• [Dataset records]:
--- start ---
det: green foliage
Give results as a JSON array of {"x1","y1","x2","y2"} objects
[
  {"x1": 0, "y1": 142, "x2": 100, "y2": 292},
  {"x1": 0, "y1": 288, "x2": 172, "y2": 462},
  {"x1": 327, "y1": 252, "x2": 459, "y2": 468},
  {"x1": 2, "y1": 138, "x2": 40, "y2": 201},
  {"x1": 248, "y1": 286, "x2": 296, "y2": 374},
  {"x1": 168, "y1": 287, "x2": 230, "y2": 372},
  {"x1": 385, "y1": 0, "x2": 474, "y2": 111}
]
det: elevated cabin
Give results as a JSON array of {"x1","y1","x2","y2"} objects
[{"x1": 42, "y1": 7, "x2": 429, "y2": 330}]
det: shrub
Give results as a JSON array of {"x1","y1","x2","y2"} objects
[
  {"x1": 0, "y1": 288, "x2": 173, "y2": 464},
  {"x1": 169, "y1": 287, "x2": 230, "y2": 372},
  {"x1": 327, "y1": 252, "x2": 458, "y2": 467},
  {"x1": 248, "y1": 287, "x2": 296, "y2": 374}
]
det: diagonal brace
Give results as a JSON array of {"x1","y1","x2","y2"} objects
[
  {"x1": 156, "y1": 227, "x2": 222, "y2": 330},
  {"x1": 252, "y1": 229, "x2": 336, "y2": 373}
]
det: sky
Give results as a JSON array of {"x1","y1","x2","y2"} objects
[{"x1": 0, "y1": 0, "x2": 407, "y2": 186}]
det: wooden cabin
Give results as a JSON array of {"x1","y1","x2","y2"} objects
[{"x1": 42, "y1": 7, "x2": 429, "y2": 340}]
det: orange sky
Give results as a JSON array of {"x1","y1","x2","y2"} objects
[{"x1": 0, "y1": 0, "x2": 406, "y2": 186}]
--- end ---
Reproduce the material from the line containing "det: diagonal brace" up to and including its final line, substituting "hut" for "cabin" and leaving all else unchanged.

det: diagonal brace
Give results as a JSON array of {"x1","y1","x2","y2"} objects
[
  {"x1": 156, "y1": 227, "x2": 222, "y2": 330},
  {"x1": 252, "y1": 229, "x2": 336, "y2": 373}
]
det: sky
Give results as a JSON array of {"x1","y1","x2","y2"} objects
[{"x1": 0, "y1": 0, "x2": 407, "y2": 186}]
det: wooden hut
Give results as a JSON array of {"x1","y1","x2","y2"} objects
[{"x1": 42, "y1": 7, "x2": 429, "y2": 340}]
det: orange sky
Give results as a JSON array of {"x1","y1","x2","y2"} objects
[{"x1": 0, "y1": 0, "x2": 406, "y2": 186}]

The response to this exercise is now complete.